___ Excerpt
I know that coffee farmers, dealers, processors (upstream and low stream) face monumental challenges. From climate change and its adjuncts likes droughts, water stress, floods (for example, in 2010, major flooding near Uganda's Mt. Elgon wiped out more than 60,000 coffee trees and killed nearly 400 people). There are more challenges like; diminishing quality of soils, quality inputs like seedlings, pesticides and herbicides; post harvests losses due poor facilities for drying and storage, inadequate knowledge dues to challenges in delivery of extension services, weak farmer groups and cooperatives, price of electricity and other infrastructural challenges, old coffee trees, high interest rates, low domestic market for value added and specialty coffees, pricing system for coffee that gives producers no choice - among others. During a recent past African Peer Review mechanism, President Museveni summarized the Coffee problem; 

"The coffee bean from Uganda has been exported to United Kingdom at US $1 per kilogram for the last 100 years. The price of the coffee bean has recently moved to US $3 per kilogram in the international market. Yet, when this coffee is processed in the United Kingdom it is resold to us at US $15 per kilogram. This means for the last 100 years we have been donating 14 dollars per kilogram to United Kingdom. In addition, we are creating jobs in their country for their people in the coffee processing chain". But how do we work our way out of challenges and bottlenecks to the story of success? 

Reflections on coffee and the story of actions and triumph 

Government through agencies like Uganda Coffee Development Authority, responsible ministries and farmer groups is fully aware of the bottlenecks we face and invested in delivering solutions.
______
• _Stated task a_:
List every line in the records that contains the string "parking".
The coffee excerpt and the records are unrelated material.
___ Records provided
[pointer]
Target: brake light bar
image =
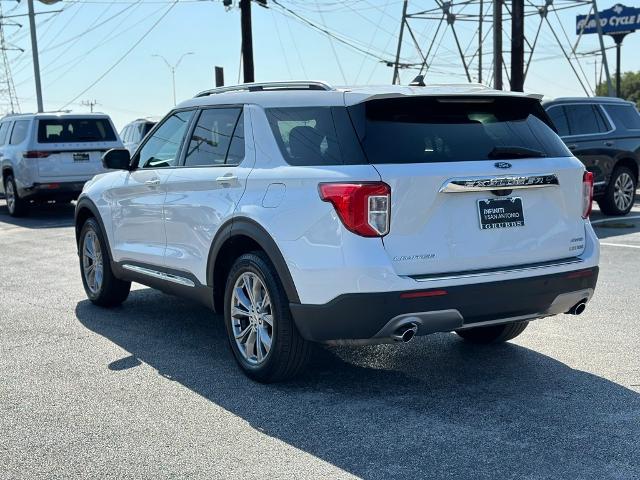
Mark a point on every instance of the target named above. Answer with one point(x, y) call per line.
point(363, 207)
point(36, 154)
point(587, 194)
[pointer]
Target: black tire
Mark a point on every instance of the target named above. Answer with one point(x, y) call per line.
point(493, 333)
point(112, 291)
point(17, 206)
point(289, 352)
point(607, 203)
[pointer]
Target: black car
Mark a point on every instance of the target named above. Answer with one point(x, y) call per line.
point(604, 133)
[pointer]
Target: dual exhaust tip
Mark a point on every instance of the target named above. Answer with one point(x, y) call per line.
point(405, 333)
point(578, 308)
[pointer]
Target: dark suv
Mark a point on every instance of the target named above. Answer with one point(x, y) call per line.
point(604, 133)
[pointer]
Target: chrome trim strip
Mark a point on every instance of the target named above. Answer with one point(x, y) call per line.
point(499, 272)
point(500, 182)
point(160, 275)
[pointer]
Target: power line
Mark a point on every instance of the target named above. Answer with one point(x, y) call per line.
point(122, 57)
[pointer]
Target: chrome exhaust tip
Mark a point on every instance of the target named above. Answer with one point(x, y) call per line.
point(405, 333)
point(578, 308)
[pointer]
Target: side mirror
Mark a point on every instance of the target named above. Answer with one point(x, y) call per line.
point(117, 159)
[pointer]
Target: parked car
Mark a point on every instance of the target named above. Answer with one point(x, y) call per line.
point(366, 215)
point(50, 157)
point(604, 133)
point(133, 133)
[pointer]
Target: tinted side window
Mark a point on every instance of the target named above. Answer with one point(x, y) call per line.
point(162, 148)
point(236, 149)
point(559, 119)
point(625, 115)
point(211, 137)
point(19, 132)
point(315, 135)
point(585, 119)
point(4, 130)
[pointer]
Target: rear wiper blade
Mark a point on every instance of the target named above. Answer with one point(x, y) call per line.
point(515, 152)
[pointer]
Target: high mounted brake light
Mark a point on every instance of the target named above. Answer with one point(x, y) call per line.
point(587, 194)
point(36, 154)
point(364, 208)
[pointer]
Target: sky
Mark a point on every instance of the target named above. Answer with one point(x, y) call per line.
point(103, 51)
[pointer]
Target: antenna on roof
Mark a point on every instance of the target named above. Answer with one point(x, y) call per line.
point(418, 81)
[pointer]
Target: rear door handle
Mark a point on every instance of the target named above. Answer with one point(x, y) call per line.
point(226, 179)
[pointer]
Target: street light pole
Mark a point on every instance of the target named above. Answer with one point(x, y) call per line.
point(34, 51)
point(172, 69)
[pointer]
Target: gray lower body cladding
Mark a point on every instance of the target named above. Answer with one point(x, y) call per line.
point(373, 317)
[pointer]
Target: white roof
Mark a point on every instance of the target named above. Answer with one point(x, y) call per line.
point(338, 96)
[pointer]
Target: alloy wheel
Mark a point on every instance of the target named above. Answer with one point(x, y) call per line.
point(92, 263)
point(252, 318)
point(623, 191)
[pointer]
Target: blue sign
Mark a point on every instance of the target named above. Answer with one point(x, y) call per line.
point(618, 19)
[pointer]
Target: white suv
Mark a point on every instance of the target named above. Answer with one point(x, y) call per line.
point(361, 215)
point(50, 157)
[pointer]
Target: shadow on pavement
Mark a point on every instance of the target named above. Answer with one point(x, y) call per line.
point(51, 215)
point(434, 407)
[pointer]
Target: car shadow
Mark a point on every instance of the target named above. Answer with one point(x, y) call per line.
point(50, 215)
point(434, 407)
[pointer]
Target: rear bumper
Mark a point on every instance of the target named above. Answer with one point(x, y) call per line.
point(375, 316)
point(52, 190)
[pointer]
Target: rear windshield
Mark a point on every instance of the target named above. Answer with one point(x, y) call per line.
point(75, 130)
point(430, 130)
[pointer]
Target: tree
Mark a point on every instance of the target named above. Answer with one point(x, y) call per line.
point(629, 87)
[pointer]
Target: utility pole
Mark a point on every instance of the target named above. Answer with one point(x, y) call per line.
point(34, 51)
point(480, 42)
point(247, 41)
point(397, 63)
point(219, 76)
point(497, 44)
point(517, 45)
point(172, 69)
point(602, 49)
point(90, 104)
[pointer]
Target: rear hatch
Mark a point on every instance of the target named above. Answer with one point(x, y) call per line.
point(71, 148)
point(476, 183)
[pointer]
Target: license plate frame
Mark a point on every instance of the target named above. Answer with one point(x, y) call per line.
point(498, 213)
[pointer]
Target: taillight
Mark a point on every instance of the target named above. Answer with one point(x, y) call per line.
point(364, 208)
point(587, 194)
point(36, 154)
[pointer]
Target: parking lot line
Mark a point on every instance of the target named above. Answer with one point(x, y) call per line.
point(609, 219)
point(619, 245)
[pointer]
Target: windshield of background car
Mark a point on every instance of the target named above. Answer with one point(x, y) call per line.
point(75, 130)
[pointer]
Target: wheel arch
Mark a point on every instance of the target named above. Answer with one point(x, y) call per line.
point(242, 235)
point(629, 162)
point(86, 209)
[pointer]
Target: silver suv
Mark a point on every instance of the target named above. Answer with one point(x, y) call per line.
point(51, 156)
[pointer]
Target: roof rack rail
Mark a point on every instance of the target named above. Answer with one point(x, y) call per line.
point(264, 86)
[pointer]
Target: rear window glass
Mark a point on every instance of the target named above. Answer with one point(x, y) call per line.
point(627, 115)
point(315, 135)
point(4, 130)
point(19, 132)
point(75, 130)
point(450, 129)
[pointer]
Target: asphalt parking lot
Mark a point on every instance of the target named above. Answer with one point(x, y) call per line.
point(150, 389)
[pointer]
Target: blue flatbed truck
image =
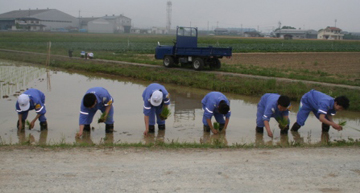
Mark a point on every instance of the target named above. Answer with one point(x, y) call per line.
point(185, 51)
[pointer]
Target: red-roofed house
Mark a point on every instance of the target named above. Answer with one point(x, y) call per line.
point(330, 33)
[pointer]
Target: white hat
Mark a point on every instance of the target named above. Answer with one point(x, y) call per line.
point(24, 102)
point(156, 98)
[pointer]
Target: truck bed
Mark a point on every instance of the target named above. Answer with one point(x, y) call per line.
point(203, 51)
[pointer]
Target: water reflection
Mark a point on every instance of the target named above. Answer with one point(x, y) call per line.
point(14, 80)
point(30, 139)
point(214, 139)
point(152, 138)
point(85, 139)
point(184, 125)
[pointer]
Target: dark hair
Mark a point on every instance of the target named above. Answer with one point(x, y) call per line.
point(284, 101)
point(342, 101)
point(223, 107)
point(89, 100)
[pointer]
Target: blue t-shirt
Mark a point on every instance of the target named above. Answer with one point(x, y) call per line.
point(211, 102)
point(37, 100)
point(268, 104)
point(320, 102)
point(147, 95)
point(103, 99)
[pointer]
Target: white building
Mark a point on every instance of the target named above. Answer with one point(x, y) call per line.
point(330, 33)
point(110, 24)
point(46, 19)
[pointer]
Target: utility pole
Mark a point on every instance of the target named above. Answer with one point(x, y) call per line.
point(79, 20)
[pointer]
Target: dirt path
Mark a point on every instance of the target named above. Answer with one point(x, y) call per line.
point(185, 170)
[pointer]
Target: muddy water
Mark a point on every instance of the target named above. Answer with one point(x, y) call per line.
point(64, 91)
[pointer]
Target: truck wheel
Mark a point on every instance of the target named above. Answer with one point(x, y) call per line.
point(198, 64)
point(168, 61)
point(215, 64)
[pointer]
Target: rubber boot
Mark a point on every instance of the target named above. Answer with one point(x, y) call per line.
point(109, 128)
point(23, 127)
point(325, 127)
point(161, 127)
point(295, 127)
point(259, 129)
point(43, 126)
point(285, 130)
point(151, 129)
point(87, 128)
point(206, 128)
point(221, 127)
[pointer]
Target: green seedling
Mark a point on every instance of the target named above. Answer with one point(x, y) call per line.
point(165, 113)
point(216, 125)
point(342, 123)
point(102, 118)
point(283, 123)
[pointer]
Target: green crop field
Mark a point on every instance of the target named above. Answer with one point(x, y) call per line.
point(145, 44)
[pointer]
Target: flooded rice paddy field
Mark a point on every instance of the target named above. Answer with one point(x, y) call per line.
point(64, 91)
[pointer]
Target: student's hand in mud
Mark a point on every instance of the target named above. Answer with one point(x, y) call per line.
point(78, 135)
point(337, 127)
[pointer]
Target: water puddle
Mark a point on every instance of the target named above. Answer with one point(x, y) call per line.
point(66, 89)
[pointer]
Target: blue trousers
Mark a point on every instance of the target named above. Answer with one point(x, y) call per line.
point(42, 118)
point(218, 117)
point(110, 117)
point(260, 113)
point(304, 112)
point(156, 111)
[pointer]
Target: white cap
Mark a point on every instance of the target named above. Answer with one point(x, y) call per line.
point(24, 102)
point(156, 98)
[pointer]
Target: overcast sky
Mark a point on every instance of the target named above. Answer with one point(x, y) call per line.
______
• _Stated task b_:
According to the coffee excerpt, how many coffee trees did the 2010 flooding near Uganda's Mt. Elgon wipe out?

• _Task answer a_:
Target: parking lot line
Target: asphalt parking lot

• _Task answer b_:
More than 60,000 coffee trees.